BRIEF:
Please copy all of the material below line for line without changing a character, and leave the pictures out of your copy.

##### RECORDS PROVIDED #####

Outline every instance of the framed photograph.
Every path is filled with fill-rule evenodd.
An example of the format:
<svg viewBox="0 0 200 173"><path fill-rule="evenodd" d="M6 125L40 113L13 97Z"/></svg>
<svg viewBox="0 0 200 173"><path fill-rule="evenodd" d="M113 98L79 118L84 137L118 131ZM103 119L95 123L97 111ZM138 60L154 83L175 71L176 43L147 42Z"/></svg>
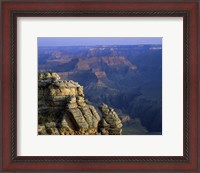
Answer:
<svg viewBox="0 0 200 173"><path fill-rule="evenodd" d="M3 171L198 171L199 1L3 1Z"/></svg>

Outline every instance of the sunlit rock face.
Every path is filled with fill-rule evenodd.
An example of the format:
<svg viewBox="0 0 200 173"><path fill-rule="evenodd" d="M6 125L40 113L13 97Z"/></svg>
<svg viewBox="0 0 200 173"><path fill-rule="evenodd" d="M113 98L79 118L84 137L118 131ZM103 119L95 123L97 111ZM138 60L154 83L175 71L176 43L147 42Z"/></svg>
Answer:
<svg viewBox="0 0 200 173"><path fill-rule="evenodd" d="M121 134L122 125L118 115L111 108L109 108L110 113L106 114L104 107L101 107L100 111L102 121L110 125L107 133L99 130L101 129L99 126L102 126L102 123L99 123L101 117L84 97L82 86L72 80L60 80L60 76L56 73L38 75L38 134L40 135Z"/></svg>

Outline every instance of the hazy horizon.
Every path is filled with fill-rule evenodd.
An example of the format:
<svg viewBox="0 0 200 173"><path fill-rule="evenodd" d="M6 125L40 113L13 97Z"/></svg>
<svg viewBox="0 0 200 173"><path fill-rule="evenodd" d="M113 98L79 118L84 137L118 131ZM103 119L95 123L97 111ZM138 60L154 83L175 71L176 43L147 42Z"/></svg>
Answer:
<svg viewBox="0 0 200 173"><path fill-rule="evenodd" d="M162 45L161 37L148 37L148 38L57 38L57 37L38 37L38 47L56 47L56 46L109 46L109 45L147 45L159 44Z"/></svg>

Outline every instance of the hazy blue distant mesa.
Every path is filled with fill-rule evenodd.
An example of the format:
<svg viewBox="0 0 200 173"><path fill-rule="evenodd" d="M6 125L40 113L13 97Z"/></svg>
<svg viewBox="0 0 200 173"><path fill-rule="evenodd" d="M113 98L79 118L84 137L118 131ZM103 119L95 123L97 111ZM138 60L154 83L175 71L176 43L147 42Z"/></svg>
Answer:
<svg viewBox="0 0 200 173"><path fill-rule="evenodd" d="M38 38L38 72L84 88L120 116L122 134L162 134L162 38Z"/></svg>

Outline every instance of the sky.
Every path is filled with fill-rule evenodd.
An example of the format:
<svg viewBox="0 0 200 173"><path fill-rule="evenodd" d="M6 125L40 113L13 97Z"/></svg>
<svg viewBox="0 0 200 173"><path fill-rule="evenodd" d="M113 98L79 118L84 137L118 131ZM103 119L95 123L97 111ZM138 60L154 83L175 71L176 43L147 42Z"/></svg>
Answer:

#####

RESPONSE:
Outline every instance of the framed photograph.
Every path is filled with fill-rule evenodd.
An example of the format:
<svg viewBox="0 0 200 173"><path fill-rule="evenodd" d="M6 125L40 113L13 97Z"/></svg>
<svg viewBox="0 0 200 173"><path fill-rule="evenodd" d="M113 98L79 118L84 137L118 131ZM103 119L95 123L97 111ZM138 60L154 83L175 71L176 43L147 42Z"/></svg>
Answer:
<svg viewBox="0 0 200 173"><path fill-rule="evenodd" d="M3 171L198 171L199 1L3 1Z"/></svg>

Outline every instance of the sunlit rock face.
Every path is filled with fill-rule evenodd.
An example of the format:
<svg viewBox="0 0 200 173"><path fill-rule="evenodd" d="M6 125L40 113L13 97Z"/></svg>
<svg viewBox="0 0 200 173"><path fill-rule="evenodd" d="M113 98L79 118L84 137L118 131ZM103 119L95 123L97 111ZM138 60L154 83L175 71L176 43L147 42Z"/></svg>
Answer:
<svg viewBox="0 0 200 173"><path fill-rule="evenodd" d="M121 134L122 125L118 115L111 108L109 108L110 113L106 114L104 107L101 107L100 111L102 121L110 125L107 133L99 130L101 129L99 126L102 126L102 123L99 123L101 117L84 97L82 86L72 80L60 80L60 76L56 73L38 75L38 134L40 135Z"/></svg>

Outline every instance of the hazy horizon.
Every path is filled with fill-rule evenodd.
An example of the format:
<svg viewBox="0 0 200 173"><path fill-rule="evenodd" d="M6 125L40 113L13 97Z"/></svg>
<svg viewBox="0 0 200 173"><path fill-rule="evenodd" d="M113 98L79 118L84 137L118 131ZM103 119L95 123L97 111ZM138 60L154 83L175 71L176 43L147 42Z"/></svg>
Answer:
<svg viewBox="0 0 200 173"><path fill-rule="evenodd" d="M162 45L161 37L148 37L148 38L57 38L57 37L38 37L38 47L56 47L56 46L109 46L109 45L147 45L159 44Z"/></svg>

Outline every instance of the hazy blue distant mesa.
Every path is filled with fill-rule evenodd.
An example of the format:
<svg viewBox="0 0 200 173"><path fill-rule="evenodd" d="M6 125L40 113L13 97Z"/></svg>
<svg viewBox="0 0 200 173"><path fill-rule="evenodd" d="M113 98L79 118L84 137L118 131ZM103 119L95 123L97 111ZM138 60L154 83L175 71L176 43L147 42Z"/></svg>
Answer:
<svg viewBox="0 0 200 173"><path fill-rule="evenodd" d="M38 38L38 72L84 88L120 116L122 134L162 134L162 38Z"/></svg>

Outline every instance of the sky.
Every path is filled with fill-rule evenodd.
An example of the format:
<svg viewBox="0 0 200 173"><path fill-rule="evenodd" d="M6 125L40 113L13 97Z"/></svg>
<svg viewBox="0 0 200 173"><path fill-rule="evenodd" d="M113 98L79 118L84 137L118 131ZM103 119L95 123L97 111ZM138 60L154 83L175 71L176 43L147 42Z"/></svg>
Answer:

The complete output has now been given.